• [Tasks]:
(a) In the methods text, which reagent was used to co-transfect the plasmids into 3T3-L1 cells?
(b) Copy the methods text word for word, from "Confocal Microscopy—Images were" up to and including "software (Version 7.0).".

• [Text excerpt]:
┌────────

Transfection of COS-1 Cells and Analysis of ApoB Secretion—C-terminal His₆-tagged form of human apoB34 and native MTP were cloned into the pCMV5 expression vector (25). Mouse MTP-A and MTP-B were cloned into the pcDNA3.1 expression vector. COS cells were cultured as described (26) in 100-mm dishes and transiently co-transfected with 3 µg of human apoB34 and 3 µg of human MTP, mouse MTP-A, mouse MTP-B, or human placental alkaline phosphatase (negative control) using the FuGENE 6 transfection reagent (Roche Applied Science) (27). Twenty-four hours post-transfection, cells were metabolically radiolabeled with 100 µCi/ml [³⁵S]Met/Cys (EasyTag Express protein labeling mix, PerkinElmer Life Sciences) in Met/Cys-deficient DMEM for 3 h. Cell lysates and media samples were immunoprecipitated with anti-apoB antibodies and analyzed by SDS-PAGE and fluorography, as described (27).

Flotation and Density Gradient Analysis of Lipoproteins—COS cells in 100-mm dishes were co-transfected with apoB34 (3 µg) and an equivalent mass of human MTP, MTP-A, or MTP-B. Twenty-four hours post-transfection, cells were metabolically radiolabeled with 100 µCi/ml [³⁵S]Met/Cys for 4 h. After the addition of protease inhibitors, the medium (1 ml) was subjected to KBr density gradient ultracentrifugation as described (25). Twelve fractions (1 ml each) were collected, subjected to immunoprecipitation with apoB antibodies, and analyzed by SDS-PAGE and fluorography. The mean densities of two blank gradients were determined gravitometrically.

Transfection of 3T3-L1 Cells—Full-length MTP-A and MTP-B cDNAs were cloned into pEGFP-N2 and pDsRed-Monomer N1 (BD Biosciences Clontech) using standard molecular techniques. The integrity of the resulting clones was confirmed by DNA sequencing. 3T3-L1 cells were cultured at 20% confluence on 35 mm Mattek plates. One day post-passage, pEGFP-MTP-A and pDsRed-MTP-B plasmids were co-transfected into 3T3-L1 cells in serum-free DMEM using Effectene reagent according to the manufacturer's instructions (Qiagen, Inc., Valencia, CA). Twelve hours post-transfection, cells were washed, and serum-containing (10%) DMEM was added. Twenty-four hours later cells were fixed and processed for imaging as described below.

Confocal Microscopy—Images were collected and analyzed on a Zeiss LSM 510 Meta confocal laser microscope (40-power oil 1.3 NA (Zeiss) or 63-power oil 1.4 NA (Zeiss), pinhole equals 1.0 Airy Disc) using Carl Zeiss Imaging software. Both channels were collected on PMT3 using calibrations to confirm that fluorescence was collected in the linear range. For display, images were converted into TIFF format and processed using Adobe Photoshop software (Version 7.0).

└────────

• [Stored data]:
┌────────

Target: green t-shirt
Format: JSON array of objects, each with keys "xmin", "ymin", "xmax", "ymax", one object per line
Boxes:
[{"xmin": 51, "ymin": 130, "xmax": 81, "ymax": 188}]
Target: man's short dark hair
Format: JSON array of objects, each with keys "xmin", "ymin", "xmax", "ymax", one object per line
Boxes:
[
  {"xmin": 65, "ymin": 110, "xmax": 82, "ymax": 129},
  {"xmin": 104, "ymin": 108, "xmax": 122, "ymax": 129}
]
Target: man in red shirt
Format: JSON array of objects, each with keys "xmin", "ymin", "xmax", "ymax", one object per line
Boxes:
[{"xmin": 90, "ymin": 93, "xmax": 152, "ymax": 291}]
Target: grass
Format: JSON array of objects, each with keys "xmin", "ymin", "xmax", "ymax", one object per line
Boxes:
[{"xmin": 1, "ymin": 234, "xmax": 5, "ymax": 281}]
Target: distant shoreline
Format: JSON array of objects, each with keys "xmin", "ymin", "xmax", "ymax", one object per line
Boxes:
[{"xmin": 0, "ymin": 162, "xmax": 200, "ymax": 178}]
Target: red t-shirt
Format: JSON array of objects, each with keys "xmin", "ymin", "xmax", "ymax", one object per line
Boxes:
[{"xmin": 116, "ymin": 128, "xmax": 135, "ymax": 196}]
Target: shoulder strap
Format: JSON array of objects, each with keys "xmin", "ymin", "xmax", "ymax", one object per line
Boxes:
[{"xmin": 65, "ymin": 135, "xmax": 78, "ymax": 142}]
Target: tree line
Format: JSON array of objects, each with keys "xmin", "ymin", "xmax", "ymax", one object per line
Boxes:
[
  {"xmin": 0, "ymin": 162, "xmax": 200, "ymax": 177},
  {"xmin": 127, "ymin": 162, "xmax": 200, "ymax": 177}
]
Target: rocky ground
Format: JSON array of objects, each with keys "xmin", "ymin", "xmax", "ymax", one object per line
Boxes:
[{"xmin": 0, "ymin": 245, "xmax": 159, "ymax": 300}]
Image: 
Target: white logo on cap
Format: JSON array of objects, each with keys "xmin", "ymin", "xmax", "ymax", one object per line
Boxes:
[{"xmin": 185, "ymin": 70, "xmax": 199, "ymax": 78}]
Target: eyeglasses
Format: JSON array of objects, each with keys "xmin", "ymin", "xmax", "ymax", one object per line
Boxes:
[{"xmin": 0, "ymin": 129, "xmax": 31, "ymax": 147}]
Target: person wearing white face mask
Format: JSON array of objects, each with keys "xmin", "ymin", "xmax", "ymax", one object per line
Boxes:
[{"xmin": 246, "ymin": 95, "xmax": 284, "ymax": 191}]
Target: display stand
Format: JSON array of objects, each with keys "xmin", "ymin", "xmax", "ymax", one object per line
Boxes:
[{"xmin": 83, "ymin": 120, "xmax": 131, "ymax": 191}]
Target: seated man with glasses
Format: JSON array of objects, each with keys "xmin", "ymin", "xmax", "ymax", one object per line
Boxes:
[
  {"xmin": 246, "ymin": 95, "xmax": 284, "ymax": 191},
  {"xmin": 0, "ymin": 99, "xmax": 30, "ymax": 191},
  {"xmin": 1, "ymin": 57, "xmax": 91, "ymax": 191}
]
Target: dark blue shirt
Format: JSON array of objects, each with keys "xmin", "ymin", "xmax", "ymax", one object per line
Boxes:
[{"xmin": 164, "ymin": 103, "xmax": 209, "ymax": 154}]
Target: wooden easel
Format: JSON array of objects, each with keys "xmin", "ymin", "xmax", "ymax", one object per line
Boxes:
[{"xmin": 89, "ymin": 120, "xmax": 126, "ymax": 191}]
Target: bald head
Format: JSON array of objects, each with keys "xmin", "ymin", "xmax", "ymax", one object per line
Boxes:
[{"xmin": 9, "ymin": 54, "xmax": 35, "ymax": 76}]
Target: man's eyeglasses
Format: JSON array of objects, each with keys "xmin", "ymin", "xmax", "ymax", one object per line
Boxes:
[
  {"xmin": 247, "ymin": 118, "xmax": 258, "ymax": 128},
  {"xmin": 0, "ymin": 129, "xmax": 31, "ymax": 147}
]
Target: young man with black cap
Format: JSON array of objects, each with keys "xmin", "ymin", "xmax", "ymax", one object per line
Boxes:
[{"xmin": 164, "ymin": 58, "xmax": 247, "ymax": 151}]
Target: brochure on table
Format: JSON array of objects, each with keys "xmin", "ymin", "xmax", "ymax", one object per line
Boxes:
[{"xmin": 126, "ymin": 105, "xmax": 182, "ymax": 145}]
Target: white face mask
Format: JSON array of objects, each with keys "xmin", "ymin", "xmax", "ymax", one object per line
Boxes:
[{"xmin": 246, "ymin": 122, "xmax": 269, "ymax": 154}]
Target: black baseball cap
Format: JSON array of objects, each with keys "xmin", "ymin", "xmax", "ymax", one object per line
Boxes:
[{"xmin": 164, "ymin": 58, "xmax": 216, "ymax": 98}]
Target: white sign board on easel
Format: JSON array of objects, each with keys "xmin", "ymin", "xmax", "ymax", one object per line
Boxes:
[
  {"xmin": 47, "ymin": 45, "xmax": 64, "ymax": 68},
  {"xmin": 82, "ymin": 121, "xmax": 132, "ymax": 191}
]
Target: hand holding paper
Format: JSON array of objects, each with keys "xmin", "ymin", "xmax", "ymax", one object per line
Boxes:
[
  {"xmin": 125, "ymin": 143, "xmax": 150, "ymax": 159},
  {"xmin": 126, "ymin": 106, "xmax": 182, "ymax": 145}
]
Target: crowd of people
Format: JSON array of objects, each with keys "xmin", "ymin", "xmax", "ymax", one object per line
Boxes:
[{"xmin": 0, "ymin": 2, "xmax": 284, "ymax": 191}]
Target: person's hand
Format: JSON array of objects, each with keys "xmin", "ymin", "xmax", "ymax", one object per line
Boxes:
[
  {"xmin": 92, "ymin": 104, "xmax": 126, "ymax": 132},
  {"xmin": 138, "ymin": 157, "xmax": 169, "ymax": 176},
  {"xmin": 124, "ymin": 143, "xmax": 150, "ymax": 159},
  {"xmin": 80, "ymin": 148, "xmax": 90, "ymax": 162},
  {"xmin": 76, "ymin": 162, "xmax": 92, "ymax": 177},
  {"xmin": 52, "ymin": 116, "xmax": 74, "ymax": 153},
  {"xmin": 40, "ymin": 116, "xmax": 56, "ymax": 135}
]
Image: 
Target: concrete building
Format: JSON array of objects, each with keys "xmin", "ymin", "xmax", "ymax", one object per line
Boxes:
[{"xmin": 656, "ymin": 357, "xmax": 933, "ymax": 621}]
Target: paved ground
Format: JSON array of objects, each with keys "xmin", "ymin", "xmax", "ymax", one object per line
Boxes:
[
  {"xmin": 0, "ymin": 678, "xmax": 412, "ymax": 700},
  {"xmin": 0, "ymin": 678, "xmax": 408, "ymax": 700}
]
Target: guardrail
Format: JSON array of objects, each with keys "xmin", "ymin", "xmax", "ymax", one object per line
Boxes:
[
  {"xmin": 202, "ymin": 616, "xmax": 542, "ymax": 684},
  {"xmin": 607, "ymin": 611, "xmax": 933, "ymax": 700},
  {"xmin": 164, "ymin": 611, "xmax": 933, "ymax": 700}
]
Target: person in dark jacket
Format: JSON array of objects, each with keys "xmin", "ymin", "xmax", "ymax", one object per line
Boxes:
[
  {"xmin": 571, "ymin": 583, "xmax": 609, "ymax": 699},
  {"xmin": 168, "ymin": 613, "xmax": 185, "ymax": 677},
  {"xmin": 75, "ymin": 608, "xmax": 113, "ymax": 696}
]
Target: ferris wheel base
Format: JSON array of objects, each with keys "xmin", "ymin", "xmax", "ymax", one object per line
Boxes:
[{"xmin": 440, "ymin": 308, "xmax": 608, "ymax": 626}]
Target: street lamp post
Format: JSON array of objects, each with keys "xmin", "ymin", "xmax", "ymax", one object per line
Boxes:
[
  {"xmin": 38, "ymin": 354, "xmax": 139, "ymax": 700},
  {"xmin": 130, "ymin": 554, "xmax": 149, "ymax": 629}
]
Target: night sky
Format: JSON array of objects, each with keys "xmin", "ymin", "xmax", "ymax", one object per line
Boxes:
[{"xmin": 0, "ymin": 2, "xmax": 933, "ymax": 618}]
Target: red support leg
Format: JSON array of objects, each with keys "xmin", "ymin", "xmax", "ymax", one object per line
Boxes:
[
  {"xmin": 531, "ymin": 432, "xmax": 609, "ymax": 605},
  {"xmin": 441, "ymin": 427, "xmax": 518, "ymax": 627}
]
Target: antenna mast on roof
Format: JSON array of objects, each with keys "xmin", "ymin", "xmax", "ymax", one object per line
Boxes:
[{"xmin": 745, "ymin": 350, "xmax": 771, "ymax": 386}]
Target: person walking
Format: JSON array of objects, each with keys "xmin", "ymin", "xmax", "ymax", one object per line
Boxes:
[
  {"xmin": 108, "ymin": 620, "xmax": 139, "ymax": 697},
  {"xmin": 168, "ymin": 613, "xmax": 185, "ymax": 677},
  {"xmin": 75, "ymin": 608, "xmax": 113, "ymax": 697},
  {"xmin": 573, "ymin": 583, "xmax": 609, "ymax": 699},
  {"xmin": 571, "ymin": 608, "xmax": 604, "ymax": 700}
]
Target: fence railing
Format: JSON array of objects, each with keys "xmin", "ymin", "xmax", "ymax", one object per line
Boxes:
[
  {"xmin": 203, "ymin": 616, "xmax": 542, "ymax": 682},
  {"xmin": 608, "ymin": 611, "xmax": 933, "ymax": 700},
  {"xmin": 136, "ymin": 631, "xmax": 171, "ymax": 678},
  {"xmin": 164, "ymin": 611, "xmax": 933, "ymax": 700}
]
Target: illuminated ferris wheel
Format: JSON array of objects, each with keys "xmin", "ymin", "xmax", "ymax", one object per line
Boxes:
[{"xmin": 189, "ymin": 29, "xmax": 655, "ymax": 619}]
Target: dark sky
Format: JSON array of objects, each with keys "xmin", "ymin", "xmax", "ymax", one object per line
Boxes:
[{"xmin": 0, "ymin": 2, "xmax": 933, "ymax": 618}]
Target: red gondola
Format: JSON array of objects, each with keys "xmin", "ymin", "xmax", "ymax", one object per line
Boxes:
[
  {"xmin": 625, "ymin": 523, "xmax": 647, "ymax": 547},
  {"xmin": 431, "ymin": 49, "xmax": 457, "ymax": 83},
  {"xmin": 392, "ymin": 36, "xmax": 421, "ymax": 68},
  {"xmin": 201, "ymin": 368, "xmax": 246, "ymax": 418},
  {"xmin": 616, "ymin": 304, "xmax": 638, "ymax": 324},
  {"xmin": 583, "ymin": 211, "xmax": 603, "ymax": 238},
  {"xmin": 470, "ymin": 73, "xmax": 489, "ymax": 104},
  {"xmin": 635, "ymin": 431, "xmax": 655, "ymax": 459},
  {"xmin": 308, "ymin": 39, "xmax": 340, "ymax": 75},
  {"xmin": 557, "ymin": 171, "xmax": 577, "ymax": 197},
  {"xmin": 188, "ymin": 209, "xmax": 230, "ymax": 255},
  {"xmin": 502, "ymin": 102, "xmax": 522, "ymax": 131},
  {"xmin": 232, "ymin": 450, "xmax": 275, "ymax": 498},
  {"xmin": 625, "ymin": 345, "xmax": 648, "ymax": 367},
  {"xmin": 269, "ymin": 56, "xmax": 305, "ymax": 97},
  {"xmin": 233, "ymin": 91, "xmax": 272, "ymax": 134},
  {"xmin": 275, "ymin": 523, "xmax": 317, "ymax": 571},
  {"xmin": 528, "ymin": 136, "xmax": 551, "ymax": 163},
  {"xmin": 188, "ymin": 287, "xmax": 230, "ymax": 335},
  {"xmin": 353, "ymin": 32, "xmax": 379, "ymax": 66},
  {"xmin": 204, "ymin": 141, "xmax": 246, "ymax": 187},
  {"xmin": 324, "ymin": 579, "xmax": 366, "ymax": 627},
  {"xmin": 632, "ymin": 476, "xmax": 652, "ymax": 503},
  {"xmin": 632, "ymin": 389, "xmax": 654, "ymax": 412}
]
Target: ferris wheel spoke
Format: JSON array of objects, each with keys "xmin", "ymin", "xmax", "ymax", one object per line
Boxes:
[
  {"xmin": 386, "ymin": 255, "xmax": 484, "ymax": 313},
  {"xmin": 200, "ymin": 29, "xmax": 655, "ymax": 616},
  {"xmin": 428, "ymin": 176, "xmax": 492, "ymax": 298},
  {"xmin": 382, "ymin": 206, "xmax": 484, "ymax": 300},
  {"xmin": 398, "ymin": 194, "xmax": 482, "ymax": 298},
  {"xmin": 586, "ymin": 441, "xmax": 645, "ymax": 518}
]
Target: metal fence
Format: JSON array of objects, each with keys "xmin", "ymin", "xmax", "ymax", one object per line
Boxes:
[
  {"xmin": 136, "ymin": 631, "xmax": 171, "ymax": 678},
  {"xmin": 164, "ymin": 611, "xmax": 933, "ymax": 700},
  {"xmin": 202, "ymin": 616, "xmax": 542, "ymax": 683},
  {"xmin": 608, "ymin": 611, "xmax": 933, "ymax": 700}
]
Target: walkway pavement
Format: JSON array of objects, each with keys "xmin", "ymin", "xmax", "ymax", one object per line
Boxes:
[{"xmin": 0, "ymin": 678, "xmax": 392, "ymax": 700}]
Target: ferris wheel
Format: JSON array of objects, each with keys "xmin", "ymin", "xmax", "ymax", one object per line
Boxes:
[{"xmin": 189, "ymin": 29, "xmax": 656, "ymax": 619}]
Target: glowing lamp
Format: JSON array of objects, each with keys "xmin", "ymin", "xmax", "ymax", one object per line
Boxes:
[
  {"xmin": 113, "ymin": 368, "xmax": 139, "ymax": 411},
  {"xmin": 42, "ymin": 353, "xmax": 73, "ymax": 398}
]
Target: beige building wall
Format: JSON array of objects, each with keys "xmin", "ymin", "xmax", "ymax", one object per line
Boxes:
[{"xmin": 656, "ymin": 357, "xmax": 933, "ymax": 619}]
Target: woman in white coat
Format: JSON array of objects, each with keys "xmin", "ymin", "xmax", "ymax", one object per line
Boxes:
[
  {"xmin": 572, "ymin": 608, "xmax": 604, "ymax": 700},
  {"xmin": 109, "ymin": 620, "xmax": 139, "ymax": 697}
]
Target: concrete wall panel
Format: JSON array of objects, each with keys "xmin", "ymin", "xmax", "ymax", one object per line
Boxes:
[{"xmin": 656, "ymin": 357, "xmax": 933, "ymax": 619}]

└────────

• [Solutions for each task]:
(a) Effectene reagent (Qiagen, Inc.)

(b)
Confocal Microscopy—Images were collected and analyzed on a Zeiss LSM 510 Meta confocal laser microscope (40-power oil 1.3 NA (Zeiss) or 63-power oil 1.4 NA (Zeiss), pinhole equals 1.0 Airy Disc) using Carl Zeiss Imaging software. Both channels were collected on PMT3 using calibrations to confirm that fluorescence was collected in the linear range. For display, images were converted into TIFF format and processed using Adobe Photoshop software (Version 7.0).